Task directions
Write out the passage about adjusting to life after jail word for word, from "When in prison" to "and go home.".

After a few days of being out I had a deep feeling of anti-climax. It took me about a year to get used to being outside again. When out in public, especially in shopping markets, being in places that had a lot of people, my mind would race, my body would fill with anxiety. I found it hard to stand in a queue in a shop. I hated the feeling when people were standing or walking too close to me.

When in prison I could see people when they were coming down the landing or walking near me. When outside in packed places people will come from every direction going about their business. One of the first days I was out I went into town to have a look in the shops. I was walking up Henry Street. It was jammed with people. After a few minutes of walking before I could even go into a shop I had to turn back and go home.

When I got out of jail I had to get used to being outside. I was still waking up at the same time every morning. When I'd get up and after having breakfast I wouldn't know what to do with myself. A lot of the time I would go for a jog, the length of the coast road. I liked this route. When I was in jail jogging on the treadmill I would imagine I was jogging down the coast road on Sunday.

What I needed was a new routine. After two months of being out I applied for a course and got accepted onto it. The course was to last until May. Doing this course helped me a lot to adjust back into life. It gave me a routine to do each day. I got to meet new people, have normal conversations. When in jail the main conversations I had with people were mostly highly political. I got massive enjoyment from having normal conversations just about every day life. It was a breath of fresh air.

Provided material

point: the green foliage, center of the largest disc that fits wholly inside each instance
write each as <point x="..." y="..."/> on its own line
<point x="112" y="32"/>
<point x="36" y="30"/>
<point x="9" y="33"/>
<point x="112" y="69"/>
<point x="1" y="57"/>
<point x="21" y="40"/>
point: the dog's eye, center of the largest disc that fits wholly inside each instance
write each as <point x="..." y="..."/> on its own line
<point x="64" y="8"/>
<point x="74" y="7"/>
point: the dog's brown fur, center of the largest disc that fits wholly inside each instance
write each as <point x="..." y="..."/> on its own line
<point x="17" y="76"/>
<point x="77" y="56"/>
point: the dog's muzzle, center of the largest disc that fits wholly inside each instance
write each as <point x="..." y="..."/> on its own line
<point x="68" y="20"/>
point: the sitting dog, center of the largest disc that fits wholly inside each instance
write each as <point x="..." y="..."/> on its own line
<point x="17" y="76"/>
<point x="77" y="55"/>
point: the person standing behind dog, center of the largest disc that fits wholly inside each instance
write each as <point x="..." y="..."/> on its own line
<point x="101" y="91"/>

Solution to the exercise
When in prison I could see people when they were coming down the landing or walking near me. When outside in packed places people will come from every direction going about their business. One of the first days I was out I went into town to have a look in the shops. I was walking up Henry Street. It was jammed with people. After a few minutes of walking before I could even go into a shop I had to turn back and go home.